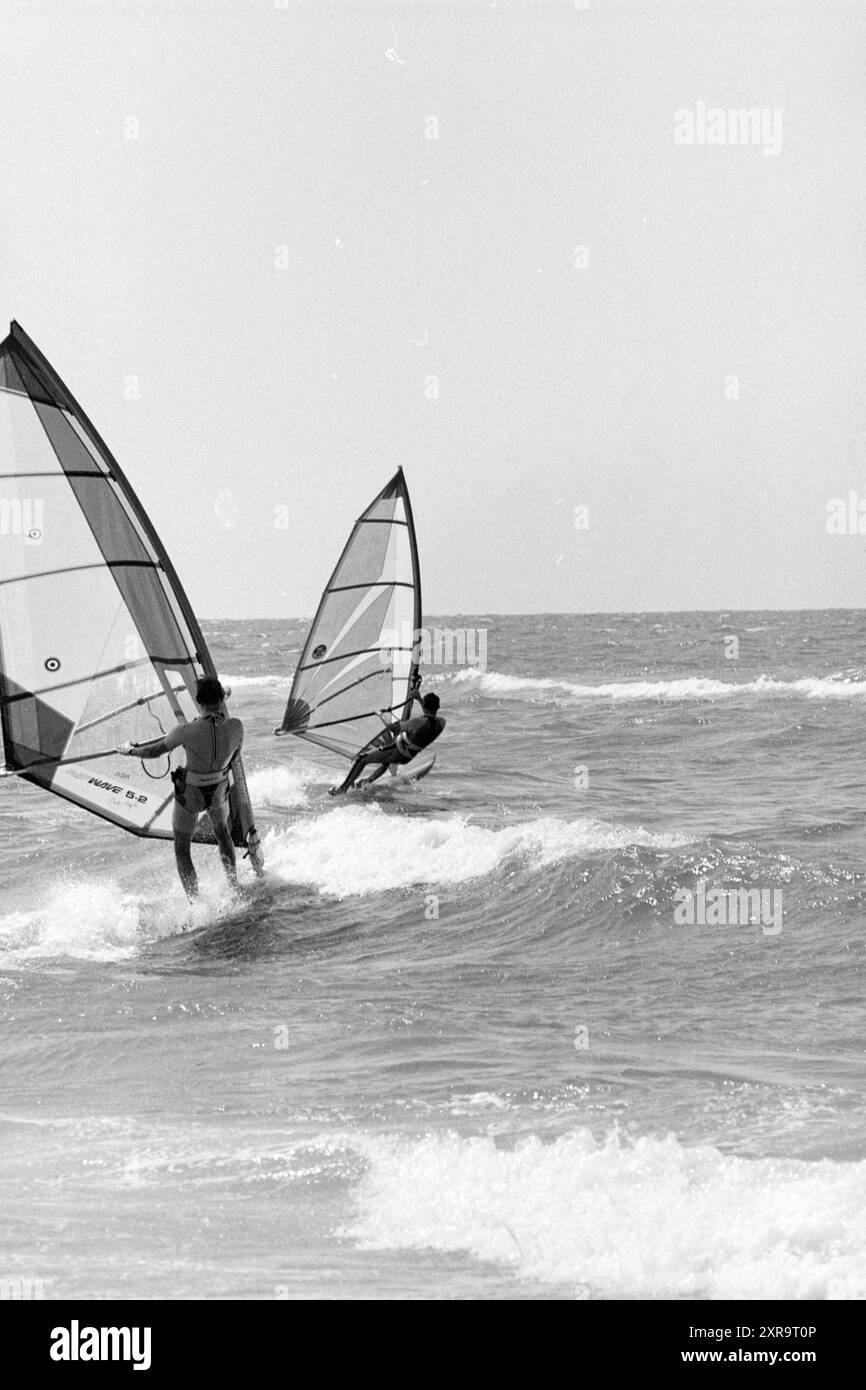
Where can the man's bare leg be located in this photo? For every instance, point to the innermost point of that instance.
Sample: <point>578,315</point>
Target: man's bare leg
<point>182,858</point>
<point>227,851</point>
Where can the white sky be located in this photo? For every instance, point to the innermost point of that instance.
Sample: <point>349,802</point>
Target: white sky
<point>302,387</point>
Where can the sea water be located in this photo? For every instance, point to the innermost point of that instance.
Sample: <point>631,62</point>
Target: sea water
<point>460,1043</point>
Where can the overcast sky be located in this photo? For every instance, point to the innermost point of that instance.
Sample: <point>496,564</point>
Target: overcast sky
<point>278,252</point>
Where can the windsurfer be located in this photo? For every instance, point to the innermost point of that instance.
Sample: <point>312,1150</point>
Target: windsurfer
<point>211,742</point>
<point>407,738</point>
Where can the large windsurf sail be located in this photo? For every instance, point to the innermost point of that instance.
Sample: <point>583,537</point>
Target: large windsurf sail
<point>362,653</point>
<point>99,644</point>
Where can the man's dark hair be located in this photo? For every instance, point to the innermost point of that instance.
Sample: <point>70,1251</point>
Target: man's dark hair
<point>209,691</point>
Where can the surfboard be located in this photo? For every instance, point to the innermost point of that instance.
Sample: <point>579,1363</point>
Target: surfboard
<point>402,774</point>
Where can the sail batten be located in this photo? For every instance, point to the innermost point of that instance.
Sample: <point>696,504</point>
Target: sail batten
<point>360,653</point>
<point>99,644</point>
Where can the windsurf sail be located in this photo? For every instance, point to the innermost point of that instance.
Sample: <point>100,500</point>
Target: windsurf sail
<point>362,653</point>
<point>99,644</point>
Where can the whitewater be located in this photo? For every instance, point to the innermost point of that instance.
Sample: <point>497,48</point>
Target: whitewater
<point>455,1044</point>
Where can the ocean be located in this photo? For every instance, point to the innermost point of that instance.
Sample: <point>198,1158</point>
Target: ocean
<point>506,1033</point>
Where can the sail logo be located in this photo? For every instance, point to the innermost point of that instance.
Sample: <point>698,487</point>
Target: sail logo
<point>75,1343</point>
<point>24,517</point>
<point>729,908</point>
<point>740,125</point>
<point>435,647</point>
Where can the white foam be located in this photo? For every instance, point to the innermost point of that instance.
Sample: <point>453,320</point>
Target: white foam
<point>97,920</point>
<point>649,1219</point>
<point>362,849</point>
<point>685,688</point>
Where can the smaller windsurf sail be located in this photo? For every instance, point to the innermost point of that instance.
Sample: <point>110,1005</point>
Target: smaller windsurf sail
<point>99,644</point>
<point>362,653</point>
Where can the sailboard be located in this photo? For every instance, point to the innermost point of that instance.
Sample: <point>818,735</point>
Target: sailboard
<point>99,644</point>
<point>362,652</point>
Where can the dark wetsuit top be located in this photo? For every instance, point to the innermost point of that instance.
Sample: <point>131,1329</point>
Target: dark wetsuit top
<point>414,734</point>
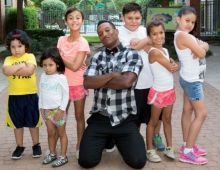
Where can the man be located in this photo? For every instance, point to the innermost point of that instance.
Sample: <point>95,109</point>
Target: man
<point>112,74</point>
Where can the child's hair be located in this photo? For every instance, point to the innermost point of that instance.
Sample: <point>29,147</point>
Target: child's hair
<point>105,21</point>
<point>154,23</point>
<point>72,9</point>
<point>185,10</point>
<point>20,36</point>
<point>131,7</point>
<point>53,53</point>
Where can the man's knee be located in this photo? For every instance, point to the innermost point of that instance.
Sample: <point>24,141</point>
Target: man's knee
<point>87,162</point>
<point>137,163</point>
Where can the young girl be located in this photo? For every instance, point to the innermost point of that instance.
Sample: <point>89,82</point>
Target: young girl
<point>191,53</point>
<point>74,50</point>
<point>162,93</point>
<point>53,100</point>
<point>22,90</point>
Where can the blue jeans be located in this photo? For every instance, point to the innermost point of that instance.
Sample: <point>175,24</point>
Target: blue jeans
<point>194,90</point>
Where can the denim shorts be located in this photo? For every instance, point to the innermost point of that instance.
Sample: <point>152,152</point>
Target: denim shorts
<point>194,90</point>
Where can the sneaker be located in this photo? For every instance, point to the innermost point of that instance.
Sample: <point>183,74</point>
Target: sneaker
<point>49,158</point>
<point>60,161</point>
<point>169,152</point>
<point>199,151</point>
<point>196,149</point>
<point>152,156</point>
<point>36,151</point>
<point>158,143</point>
<point>17,154</point>
<point>192,158</point>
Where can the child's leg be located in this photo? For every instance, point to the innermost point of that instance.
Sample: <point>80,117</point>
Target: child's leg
<point>34,135</point>
<point>167,115</point>
<point>186,117</point>
<point>52,136</point>
<point>200,115</point>
<point>63,139</point>
<point>80,120</point>
<point>19,133</point>
<point>155,113</point>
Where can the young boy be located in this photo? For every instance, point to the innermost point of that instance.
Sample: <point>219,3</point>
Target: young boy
<point>130,35</point>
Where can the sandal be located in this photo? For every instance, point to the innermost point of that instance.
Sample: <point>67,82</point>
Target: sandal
<point>60,161</point>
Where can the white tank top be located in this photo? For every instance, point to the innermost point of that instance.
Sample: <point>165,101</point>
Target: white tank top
<point>192,69</point>
<point>162,78</point>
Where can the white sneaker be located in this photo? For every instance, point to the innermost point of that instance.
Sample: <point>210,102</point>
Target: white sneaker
<point>152,156</point>
<point>169,152</point>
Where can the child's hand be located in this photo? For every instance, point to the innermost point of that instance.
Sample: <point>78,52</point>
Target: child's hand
<point>59,115</point>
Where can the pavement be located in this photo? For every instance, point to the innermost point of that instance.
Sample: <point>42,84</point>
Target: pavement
<point>208,138</point>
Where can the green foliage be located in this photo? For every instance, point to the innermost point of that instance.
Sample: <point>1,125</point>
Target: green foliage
<point>53,5</point>
<point>30,18</point>
<point>42,39</point>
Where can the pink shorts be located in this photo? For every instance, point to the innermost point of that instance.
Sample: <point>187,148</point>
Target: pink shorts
<point>77,92</point>
<point>161,99</point>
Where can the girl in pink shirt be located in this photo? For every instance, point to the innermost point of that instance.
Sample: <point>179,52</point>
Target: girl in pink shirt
<point>74,50</point>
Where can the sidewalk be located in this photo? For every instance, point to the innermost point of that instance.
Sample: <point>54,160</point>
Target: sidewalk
<point>209,136</point>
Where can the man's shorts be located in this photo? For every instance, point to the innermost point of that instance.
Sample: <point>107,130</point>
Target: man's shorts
<point>161,99</point>
<point>77,92</point>
<point>23,111</point>
<point>194,90</point>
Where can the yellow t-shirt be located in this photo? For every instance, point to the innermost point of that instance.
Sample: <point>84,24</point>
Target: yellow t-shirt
<point>21,85</point>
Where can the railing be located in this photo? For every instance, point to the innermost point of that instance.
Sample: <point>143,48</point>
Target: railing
<point>210,18</point>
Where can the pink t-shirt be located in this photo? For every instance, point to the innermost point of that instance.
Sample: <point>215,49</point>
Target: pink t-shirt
<point>69,50</point>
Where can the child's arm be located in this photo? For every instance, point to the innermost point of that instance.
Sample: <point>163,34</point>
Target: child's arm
<point>10,70</point>
<point>157,56</point>
<point>140,44</point>
<point>185,40</point>
<point>75,64</point>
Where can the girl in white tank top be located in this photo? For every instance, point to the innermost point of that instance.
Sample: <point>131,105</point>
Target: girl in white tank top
<point>162,93</point>
<point>191,53</point>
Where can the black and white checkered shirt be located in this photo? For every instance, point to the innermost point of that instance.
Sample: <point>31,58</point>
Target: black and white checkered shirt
<point>116,104</point>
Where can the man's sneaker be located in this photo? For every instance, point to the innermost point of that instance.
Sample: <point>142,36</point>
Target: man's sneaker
<point>36,151</point>
<point>60,161</point>
<point>199,151</point>
<point>169,152</point>
<point>192,158</point>
<point>49,158</point>
<point>17,154</point>
<point>152,156</point>
<point>196,149</point>
<point>158,143</point>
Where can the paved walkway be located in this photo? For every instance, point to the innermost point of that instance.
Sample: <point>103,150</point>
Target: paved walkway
<point>209,137</point>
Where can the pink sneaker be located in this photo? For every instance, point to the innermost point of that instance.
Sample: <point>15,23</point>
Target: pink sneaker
<point>192,158</point>
<point>198,151</point>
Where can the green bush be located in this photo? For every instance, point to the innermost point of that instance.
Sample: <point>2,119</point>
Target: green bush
<point>30,18</point>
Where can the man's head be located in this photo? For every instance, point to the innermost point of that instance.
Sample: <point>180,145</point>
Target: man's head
<point>108,34</point>
<point>131,16</point>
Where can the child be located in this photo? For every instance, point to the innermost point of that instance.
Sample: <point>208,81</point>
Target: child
<point>22,90</point>
<point>130,35</point>
<point>53,100</point>
<point>74,50</point>
<point>191,53</point>
<point>162,93</point>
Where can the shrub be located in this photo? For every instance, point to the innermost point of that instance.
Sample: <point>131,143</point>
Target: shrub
<point>30,18</point>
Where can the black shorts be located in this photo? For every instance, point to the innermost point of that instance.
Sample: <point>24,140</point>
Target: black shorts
<point>23,111</point>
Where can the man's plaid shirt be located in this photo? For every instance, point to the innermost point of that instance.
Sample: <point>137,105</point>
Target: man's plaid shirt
<point>116,104</point>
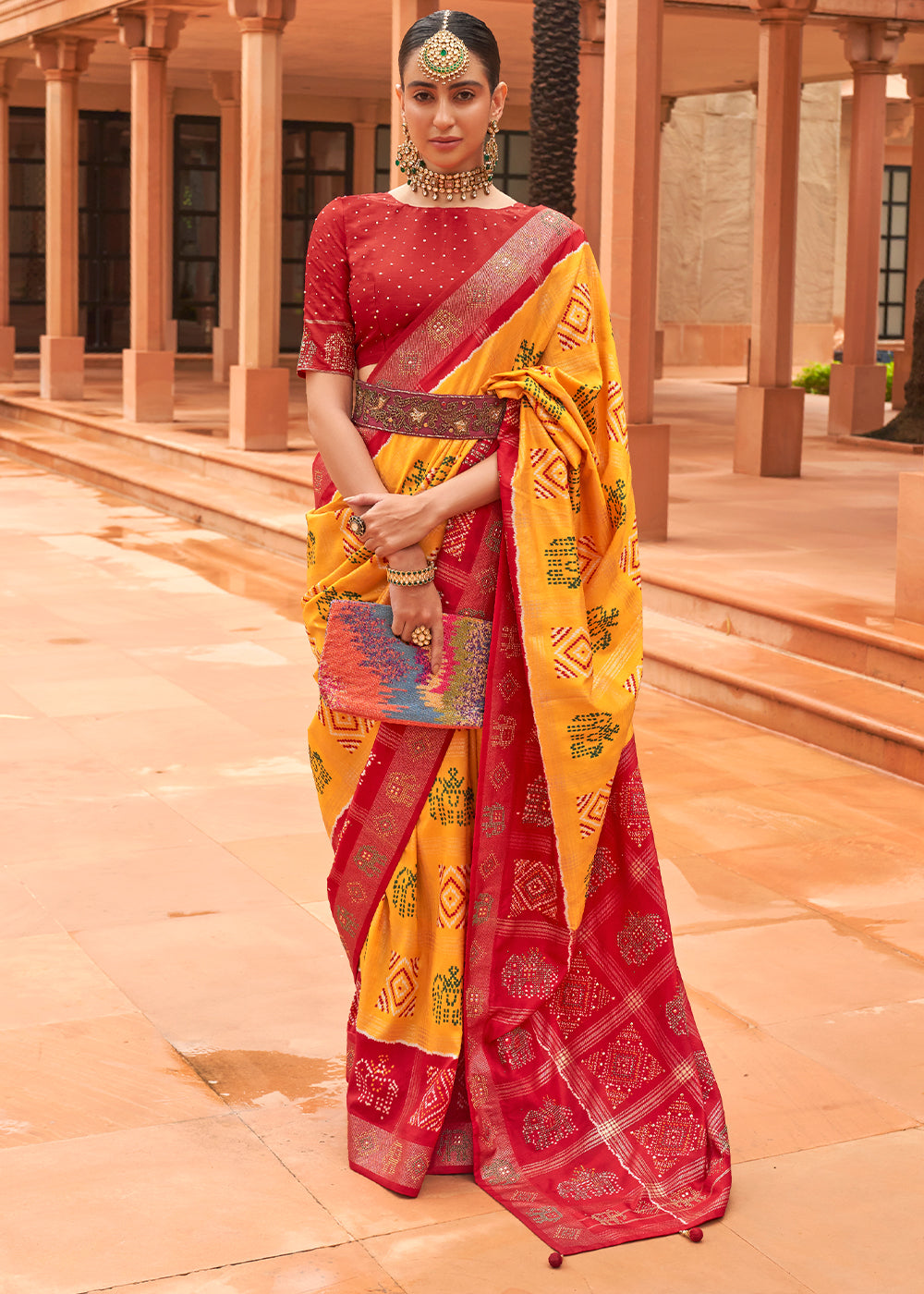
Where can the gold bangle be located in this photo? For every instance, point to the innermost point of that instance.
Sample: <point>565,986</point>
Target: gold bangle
<point>410,579</point>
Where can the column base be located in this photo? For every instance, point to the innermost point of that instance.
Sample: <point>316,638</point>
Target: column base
<point>901,374</point>
<point>650,455</point>
<point>258,408</point>
<point>857,400</point>
<point>224,352</point>
<point>61,368</point>
<point>148,385</point>
<point>769,431</point>
<point>910,552</point>
<point>6,353</point>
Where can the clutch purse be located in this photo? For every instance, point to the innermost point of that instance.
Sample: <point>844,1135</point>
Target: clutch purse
<point>367,670</point>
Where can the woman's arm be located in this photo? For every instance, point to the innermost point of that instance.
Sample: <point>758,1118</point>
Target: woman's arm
<point>329,397</point>
<point>395,520</point>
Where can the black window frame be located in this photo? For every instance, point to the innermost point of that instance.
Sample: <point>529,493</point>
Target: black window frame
<point>209,303</point>
<point>894,275</point>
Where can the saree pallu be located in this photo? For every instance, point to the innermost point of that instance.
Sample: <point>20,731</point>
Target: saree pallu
<point>517,1008</point>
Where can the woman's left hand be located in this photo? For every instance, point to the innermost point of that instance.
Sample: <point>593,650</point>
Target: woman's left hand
<point>394,521</point>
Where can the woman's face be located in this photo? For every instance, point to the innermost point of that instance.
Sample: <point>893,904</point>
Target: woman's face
<point>448,123</point>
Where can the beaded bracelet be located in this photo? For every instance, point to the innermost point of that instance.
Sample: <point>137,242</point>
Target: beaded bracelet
<point>410,579</point>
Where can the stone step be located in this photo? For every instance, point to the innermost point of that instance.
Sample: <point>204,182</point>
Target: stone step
<point>191,446</point>
<point>252,515</point>
<point>885,651</point>
<point>865,718</point>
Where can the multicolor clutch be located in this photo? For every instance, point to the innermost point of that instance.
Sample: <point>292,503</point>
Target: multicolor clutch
<point>367,670</point>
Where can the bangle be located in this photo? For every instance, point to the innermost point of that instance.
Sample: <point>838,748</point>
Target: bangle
<point>409,579</point>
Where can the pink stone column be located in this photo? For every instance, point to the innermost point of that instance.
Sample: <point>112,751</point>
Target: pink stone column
<point>225,336</point>
<point>857,400</point>
<point>9,70</point>
<point>259,385</point>
<point>629,236</point>
<point>769,409</point>
<point>61,348</point>
<point>404,13</point>
<point>148,365</point>
<point>914,79</point>
<point>588,164</point>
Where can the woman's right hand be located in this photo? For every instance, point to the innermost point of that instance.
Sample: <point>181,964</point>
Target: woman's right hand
<point>419,605</point>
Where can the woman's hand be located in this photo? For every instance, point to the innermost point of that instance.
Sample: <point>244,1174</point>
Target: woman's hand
<point>395,521</point>
<point>419,605</point>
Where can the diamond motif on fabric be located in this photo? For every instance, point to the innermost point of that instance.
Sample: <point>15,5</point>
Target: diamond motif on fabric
<point>374,1084</point>
<point>516,1048</point>
<point>602,869</point>
<point>588,1184</point>
<point>591,811</point>
<point>589,556</point>
<point>446,994</point>
<point>624,1064</point>
<point>571,651</point>
<point>404,892</point>
<point>550,472</point>
<point>640,935</point>
<point>537,809</point>
<point>435,1100</point>
<point>678,1013</point>
<point>529,974</point>
<point>578,996</point>
<point>399,995</point>
<point>634,809</point>
<point>452,897</point>
<point>578,323</point>
<point>533,888</point>
<point>672,1135</point>
<point>548,1126</point>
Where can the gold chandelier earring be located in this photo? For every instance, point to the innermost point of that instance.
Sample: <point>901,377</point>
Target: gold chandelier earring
<point>407,159</point>
<point>491,149</point>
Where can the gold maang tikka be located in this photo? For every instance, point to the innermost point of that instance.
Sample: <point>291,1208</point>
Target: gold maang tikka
<point>444,55</point>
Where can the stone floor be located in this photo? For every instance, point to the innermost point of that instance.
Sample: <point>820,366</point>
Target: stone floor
<point>172,996</point>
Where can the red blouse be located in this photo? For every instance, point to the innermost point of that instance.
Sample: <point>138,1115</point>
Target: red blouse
<point>374,262</point>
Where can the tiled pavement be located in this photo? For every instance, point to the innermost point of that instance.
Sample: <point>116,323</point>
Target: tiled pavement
<point>172,998</point>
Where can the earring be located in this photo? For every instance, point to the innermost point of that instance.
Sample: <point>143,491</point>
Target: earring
<point>407,159</point>
<point>491,149</point>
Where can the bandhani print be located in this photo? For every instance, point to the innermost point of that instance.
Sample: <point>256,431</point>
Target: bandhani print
<point>517,1007</point>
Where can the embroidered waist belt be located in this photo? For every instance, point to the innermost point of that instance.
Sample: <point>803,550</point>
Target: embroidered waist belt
<point>417,413</point>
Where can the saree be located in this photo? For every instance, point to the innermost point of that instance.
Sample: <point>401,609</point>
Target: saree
<point>517,1011</point>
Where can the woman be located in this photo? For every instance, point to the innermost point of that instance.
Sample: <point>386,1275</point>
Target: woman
<point>517,1007</point>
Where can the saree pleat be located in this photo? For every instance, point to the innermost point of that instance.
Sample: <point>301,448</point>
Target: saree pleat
<point>498,892</point>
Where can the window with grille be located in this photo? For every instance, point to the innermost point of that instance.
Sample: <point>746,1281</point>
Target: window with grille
<point>317,165</point>
<point>197,174</point>
<point>894,251</point>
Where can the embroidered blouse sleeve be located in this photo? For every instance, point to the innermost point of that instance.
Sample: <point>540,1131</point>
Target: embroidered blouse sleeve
<point>328,338</point>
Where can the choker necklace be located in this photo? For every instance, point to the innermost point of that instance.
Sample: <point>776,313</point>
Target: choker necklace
<point>435,184</point>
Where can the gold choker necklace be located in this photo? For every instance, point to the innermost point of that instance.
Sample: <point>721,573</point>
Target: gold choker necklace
<point>435,184</point>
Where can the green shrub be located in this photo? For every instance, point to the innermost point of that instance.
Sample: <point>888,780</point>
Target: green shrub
<point>816,378</point>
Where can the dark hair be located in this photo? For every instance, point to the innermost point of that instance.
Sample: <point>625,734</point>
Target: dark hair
<point>479,39</point>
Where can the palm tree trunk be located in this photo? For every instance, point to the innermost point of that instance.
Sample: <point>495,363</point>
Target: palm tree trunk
<point>553,106</point>
<point>908,424</point>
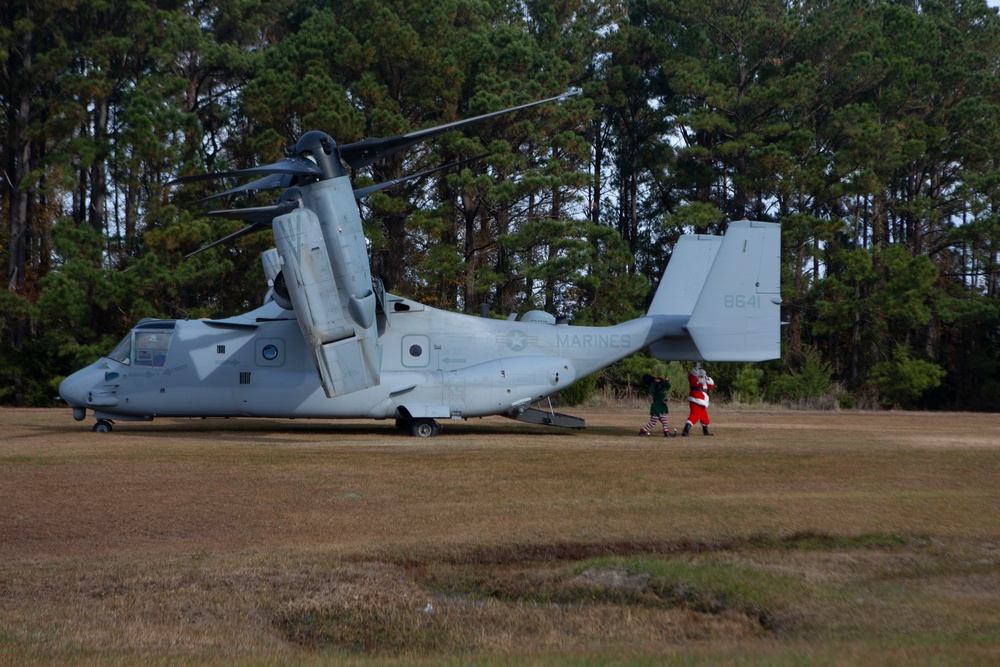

__________________________________________________

Copy, without alteration, the part of the rows that opens with the line containing "Where can the windsurfer" and closes with the line containing "<point>402,774</point>", including both of those lines.

** Result **
Where can the windsurfer be located in this photo? For every instance, point to the innermost point of that instance.
Sample: <point>312,1150</point>
Target: windsurfer
<point>211,742</point>
<point>407,738</point>
Where can the large windsurf sail be located in this photo? For every instance, point to the innermost point of that instance.
Sample: <point>583,537</point>
Target: large windsurf sail
<point>362,653</point>
<point>99,644</point>
Where can the man's dark hair be located in this photo? For every instance, point to the innermost point of that instance.
Sample: <point>70,1251</point>
Target: man's dark hair
<point>209,691</point>
Where can the surfboard be located in this photo? For every instance, point to the innermost point of that instance.
Sample: <point>579,1363</point>
Target: surfboard
<point>402,774</point>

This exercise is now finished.